[[ Given entries open ]]

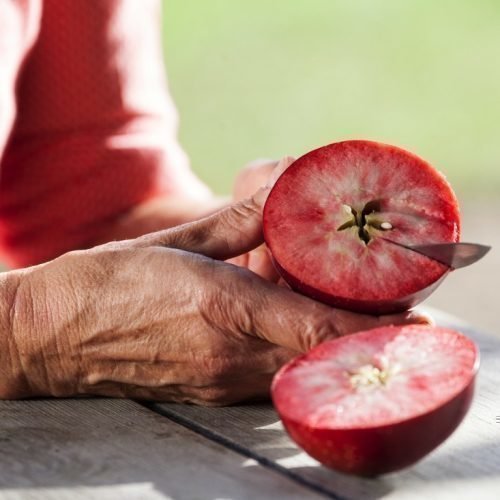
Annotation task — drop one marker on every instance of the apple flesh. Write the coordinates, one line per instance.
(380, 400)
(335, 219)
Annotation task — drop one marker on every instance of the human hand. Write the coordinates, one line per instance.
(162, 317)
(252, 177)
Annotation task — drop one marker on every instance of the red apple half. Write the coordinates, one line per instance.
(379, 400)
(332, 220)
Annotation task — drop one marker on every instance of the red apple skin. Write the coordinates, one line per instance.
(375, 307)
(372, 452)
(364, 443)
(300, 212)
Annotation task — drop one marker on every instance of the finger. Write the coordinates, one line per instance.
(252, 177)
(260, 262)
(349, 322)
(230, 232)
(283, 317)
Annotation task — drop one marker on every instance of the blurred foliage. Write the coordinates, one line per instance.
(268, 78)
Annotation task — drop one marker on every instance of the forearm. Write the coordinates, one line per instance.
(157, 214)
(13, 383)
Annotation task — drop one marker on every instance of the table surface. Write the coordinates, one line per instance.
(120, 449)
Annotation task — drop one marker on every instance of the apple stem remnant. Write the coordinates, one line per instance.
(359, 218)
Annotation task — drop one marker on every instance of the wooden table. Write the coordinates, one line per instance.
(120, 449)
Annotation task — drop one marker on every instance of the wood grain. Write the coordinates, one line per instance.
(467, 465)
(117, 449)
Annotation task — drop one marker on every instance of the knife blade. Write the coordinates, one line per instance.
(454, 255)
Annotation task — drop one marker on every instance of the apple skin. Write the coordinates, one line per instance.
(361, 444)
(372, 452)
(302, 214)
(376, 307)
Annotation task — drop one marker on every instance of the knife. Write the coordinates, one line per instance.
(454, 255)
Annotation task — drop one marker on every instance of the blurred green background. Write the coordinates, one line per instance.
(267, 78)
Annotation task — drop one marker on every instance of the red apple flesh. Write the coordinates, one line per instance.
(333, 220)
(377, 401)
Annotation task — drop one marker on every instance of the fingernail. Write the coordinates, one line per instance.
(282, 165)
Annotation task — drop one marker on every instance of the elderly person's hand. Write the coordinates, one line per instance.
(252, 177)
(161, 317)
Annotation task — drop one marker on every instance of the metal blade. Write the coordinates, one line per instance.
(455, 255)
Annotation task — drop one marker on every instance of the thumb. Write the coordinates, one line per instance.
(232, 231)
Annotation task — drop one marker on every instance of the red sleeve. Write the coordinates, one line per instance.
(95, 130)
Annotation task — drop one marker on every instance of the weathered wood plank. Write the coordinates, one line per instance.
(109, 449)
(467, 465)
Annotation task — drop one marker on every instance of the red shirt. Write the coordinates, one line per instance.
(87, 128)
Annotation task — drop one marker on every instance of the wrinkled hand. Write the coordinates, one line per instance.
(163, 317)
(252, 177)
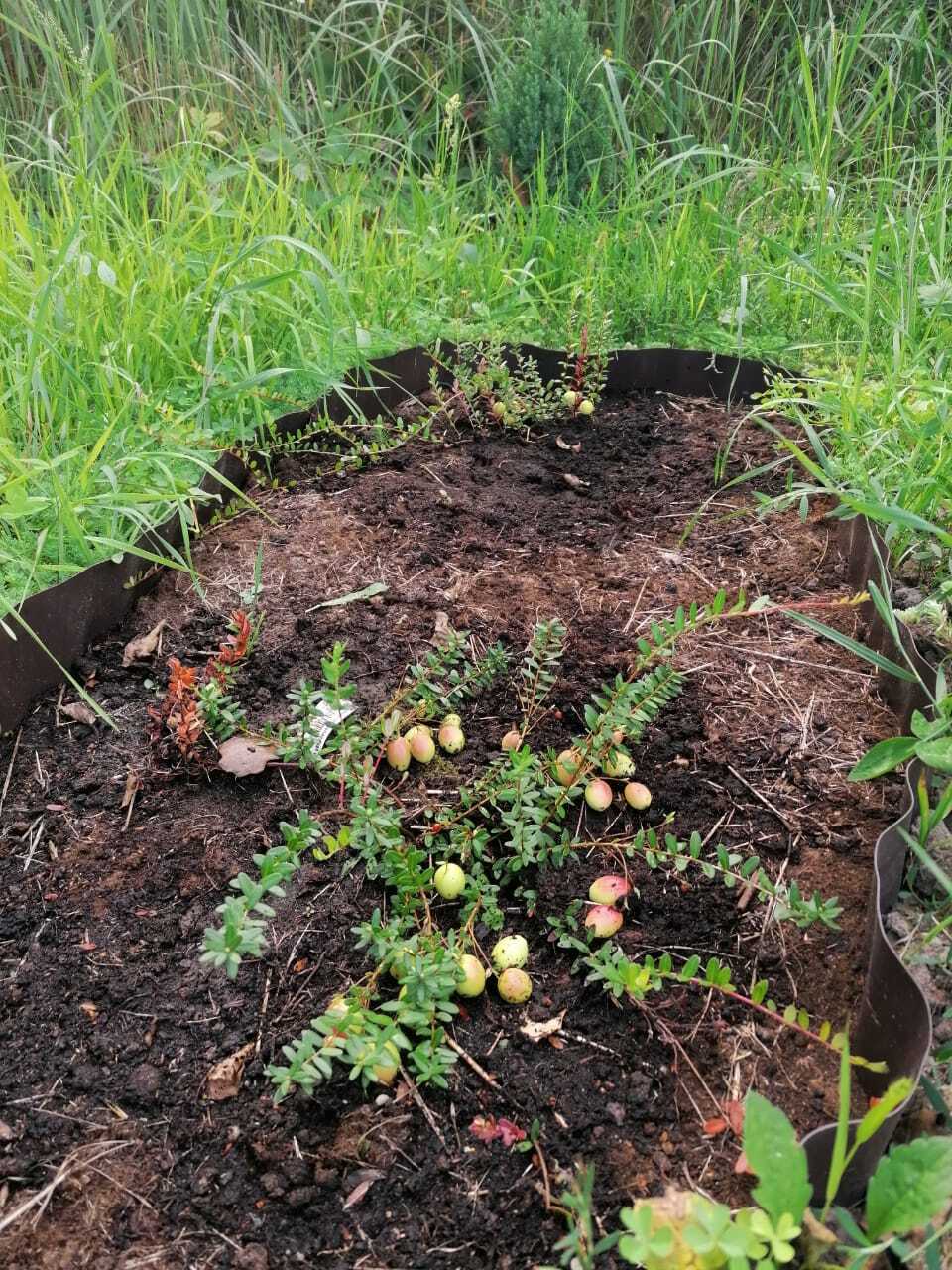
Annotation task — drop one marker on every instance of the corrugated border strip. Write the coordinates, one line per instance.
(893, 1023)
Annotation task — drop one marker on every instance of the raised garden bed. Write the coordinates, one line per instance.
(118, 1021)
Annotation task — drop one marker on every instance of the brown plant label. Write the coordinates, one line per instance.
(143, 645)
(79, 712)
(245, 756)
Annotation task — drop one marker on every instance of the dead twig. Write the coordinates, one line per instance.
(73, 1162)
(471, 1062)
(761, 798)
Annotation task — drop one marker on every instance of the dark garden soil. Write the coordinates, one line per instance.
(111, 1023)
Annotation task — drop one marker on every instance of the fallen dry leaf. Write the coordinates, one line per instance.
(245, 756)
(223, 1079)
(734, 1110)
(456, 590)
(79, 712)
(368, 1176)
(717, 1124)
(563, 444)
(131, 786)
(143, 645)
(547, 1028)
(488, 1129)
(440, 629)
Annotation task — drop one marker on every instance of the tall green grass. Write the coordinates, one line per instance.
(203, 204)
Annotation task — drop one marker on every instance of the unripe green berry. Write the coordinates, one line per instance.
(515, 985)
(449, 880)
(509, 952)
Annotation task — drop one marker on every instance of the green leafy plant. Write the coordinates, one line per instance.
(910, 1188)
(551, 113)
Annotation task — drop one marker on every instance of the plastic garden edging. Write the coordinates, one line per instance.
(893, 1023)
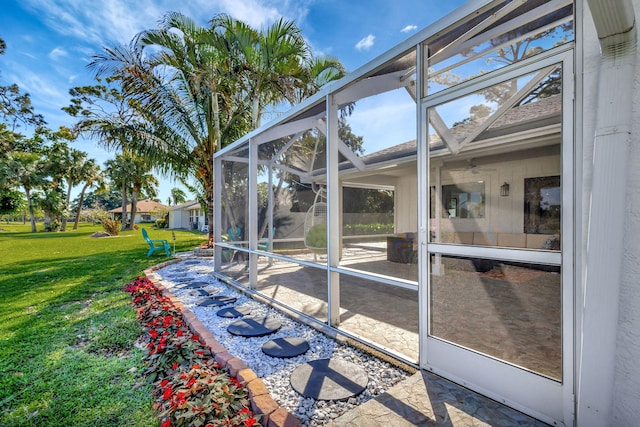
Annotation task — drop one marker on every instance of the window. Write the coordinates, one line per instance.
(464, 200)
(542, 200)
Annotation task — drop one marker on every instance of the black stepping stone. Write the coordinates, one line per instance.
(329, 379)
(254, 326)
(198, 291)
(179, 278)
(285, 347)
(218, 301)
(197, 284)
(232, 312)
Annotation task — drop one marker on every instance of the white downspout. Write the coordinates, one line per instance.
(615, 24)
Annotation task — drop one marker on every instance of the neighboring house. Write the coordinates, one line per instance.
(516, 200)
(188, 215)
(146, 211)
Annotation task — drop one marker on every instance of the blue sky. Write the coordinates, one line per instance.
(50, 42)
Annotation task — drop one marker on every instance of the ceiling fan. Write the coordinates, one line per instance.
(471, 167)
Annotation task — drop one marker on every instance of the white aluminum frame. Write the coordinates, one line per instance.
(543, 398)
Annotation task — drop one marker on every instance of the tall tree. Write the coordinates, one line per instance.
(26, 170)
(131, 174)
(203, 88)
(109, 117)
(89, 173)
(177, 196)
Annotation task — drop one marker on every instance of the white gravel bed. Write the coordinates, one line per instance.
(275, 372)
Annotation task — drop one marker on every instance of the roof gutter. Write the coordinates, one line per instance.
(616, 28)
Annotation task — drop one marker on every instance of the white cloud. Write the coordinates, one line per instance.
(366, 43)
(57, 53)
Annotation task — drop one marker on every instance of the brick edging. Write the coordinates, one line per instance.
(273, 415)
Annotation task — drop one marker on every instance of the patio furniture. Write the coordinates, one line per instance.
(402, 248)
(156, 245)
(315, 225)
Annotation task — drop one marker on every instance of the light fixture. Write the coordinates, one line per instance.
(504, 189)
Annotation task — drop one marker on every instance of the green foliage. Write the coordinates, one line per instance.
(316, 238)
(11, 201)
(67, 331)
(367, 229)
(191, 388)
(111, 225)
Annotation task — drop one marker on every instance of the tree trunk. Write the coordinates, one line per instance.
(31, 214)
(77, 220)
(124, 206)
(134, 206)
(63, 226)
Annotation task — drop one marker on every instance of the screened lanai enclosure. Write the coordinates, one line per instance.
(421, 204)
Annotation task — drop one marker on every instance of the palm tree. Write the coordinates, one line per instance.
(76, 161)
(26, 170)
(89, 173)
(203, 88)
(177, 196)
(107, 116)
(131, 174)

[[ Given entries closed ]]
[[ Given entries open ]]

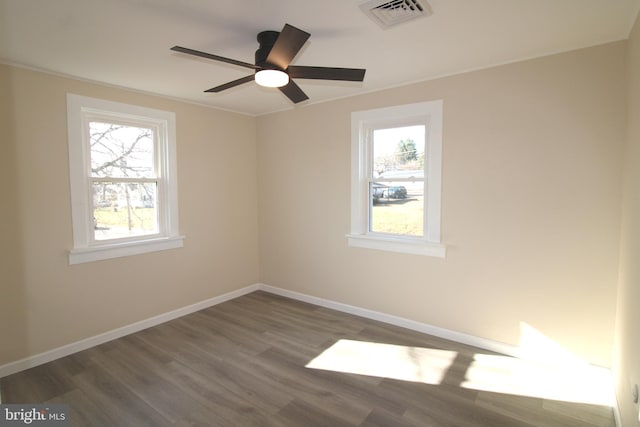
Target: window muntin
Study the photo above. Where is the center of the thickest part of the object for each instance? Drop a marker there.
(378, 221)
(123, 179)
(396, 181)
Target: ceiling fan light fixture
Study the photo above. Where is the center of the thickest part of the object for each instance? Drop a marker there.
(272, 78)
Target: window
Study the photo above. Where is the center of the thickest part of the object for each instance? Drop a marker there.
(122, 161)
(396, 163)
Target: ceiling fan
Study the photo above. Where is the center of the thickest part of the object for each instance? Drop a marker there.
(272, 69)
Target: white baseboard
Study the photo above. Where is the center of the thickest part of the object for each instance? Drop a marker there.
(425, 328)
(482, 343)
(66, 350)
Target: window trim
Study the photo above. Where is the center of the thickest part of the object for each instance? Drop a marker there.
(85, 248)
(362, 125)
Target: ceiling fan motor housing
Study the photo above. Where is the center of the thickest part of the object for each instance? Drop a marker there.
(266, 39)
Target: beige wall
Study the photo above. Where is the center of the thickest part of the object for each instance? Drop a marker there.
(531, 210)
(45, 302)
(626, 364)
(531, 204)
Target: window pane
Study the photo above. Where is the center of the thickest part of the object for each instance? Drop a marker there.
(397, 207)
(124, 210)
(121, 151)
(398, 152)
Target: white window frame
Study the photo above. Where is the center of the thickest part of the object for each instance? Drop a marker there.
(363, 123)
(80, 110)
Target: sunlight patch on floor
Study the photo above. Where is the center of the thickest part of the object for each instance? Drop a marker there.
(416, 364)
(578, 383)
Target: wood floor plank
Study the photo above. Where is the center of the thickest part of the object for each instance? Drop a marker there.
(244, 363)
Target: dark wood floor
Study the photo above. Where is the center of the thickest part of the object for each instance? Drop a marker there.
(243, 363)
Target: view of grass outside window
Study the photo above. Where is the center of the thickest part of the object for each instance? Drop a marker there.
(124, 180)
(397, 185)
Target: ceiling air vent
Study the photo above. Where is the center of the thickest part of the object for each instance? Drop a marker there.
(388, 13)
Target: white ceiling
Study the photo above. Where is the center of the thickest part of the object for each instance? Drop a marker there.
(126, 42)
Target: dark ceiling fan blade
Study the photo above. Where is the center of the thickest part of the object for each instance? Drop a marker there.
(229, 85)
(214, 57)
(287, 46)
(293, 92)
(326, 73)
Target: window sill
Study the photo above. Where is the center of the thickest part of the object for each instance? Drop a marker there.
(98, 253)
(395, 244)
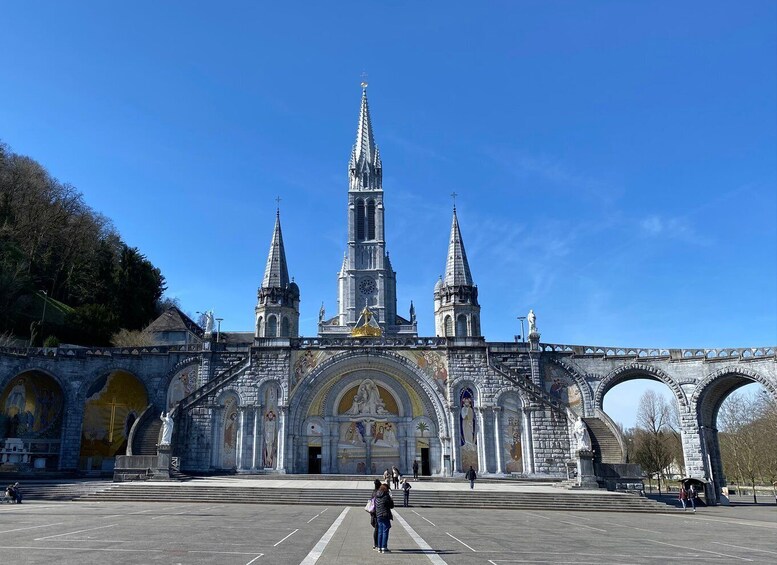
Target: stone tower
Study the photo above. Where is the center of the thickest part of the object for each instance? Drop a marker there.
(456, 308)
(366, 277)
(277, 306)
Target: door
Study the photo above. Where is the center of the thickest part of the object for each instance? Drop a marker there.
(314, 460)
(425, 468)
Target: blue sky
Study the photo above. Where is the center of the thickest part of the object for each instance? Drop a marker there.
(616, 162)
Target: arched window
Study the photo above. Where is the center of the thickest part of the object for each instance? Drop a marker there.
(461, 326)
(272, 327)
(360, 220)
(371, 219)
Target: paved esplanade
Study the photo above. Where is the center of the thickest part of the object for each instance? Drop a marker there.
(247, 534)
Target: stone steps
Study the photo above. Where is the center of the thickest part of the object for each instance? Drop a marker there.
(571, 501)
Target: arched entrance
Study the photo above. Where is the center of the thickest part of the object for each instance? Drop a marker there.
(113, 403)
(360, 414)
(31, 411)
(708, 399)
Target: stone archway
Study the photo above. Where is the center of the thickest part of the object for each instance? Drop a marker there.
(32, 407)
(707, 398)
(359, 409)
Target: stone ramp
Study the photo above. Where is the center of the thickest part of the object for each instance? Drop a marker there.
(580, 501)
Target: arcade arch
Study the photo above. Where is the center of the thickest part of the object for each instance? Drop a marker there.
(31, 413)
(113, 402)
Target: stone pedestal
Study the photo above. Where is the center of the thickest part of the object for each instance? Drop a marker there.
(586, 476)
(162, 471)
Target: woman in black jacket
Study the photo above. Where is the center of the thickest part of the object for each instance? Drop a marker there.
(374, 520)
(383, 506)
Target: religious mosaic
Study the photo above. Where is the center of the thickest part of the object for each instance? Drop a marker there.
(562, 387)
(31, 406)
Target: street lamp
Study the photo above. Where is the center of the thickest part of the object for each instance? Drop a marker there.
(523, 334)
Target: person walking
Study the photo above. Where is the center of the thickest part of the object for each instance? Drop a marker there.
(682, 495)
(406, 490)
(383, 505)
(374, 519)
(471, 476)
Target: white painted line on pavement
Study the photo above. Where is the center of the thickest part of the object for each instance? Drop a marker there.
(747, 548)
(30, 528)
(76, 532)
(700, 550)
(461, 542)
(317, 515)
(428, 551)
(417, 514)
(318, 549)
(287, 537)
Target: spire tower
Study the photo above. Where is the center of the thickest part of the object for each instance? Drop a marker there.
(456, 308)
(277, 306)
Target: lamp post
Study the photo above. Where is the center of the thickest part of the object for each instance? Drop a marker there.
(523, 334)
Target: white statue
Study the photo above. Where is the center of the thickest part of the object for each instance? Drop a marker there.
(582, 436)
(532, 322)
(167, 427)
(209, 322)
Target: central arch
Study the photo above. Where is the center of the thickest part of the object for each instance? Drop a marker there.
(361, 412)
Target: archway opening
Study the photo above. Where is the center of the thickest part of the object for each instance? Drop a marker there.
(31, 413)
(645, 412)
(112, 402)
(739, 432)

[[ Given entries closed ]]
[[ Given entries open ]]

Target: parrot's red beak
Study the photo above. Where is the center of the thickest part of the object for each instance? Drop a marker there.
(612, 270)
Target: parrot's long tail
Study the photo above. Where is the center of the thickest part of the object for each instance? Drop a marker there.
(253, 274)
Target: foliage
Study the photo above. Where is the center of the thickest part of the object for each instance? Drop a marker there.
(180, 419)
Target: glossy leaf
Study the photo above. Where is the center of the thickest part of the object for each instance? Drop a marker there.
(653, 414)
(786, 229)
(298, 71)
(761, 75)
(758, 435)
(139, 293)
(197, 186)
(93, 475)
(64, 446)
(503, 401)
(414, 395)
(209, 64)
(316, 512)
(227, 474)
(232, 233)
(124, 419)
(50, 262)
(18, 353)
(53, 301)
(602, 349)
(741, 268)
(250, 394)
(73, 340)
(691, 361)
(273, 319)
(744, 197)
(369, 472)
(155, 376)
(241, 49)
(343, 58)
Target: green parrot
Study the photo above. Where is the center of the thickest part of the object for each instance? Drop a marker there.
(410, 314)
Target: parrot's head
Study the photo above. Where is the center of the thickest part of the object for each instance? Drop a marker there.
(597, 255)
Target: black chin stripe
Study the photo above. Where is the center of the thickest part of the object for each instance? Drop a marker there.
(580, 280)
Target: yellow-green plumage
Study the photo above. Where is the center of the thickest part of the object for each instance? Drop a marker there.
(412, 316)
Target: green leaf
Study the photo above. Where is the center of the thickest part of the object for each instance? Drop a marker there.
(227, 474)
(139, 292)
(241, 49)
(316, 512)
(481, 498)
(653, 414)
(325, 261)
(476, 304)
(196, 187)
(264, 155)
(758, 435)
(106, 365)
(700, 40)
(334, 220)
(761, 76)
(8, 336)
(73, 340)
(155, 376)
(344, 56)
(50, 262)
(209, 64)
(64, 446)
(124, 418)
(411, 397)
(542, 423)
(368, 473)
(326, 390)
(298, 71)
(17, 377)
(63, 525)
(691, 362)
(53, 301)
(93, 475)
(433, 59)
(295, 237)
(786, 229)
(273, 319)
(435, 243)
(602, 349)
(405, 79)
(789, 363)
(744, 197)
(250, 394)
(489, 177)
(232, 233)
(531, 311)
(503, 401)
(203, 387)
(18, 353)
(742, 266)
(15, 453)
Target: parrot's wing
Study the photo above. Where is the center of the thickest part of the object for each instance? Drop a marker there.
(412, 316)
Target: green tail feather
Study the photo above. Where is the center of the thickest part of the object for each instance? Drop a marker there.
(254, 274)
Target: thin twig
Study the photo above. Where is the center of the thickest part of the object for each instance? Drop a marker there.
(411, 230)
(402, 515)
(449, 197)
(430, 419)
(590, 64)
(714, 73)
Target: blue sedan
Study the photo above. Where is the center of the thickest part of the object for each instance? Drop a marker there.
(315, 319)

[[ Given entries closed ]]

Take every line from the records that holds "archway" and copy it down.

Target: stone archway
Target: archway opening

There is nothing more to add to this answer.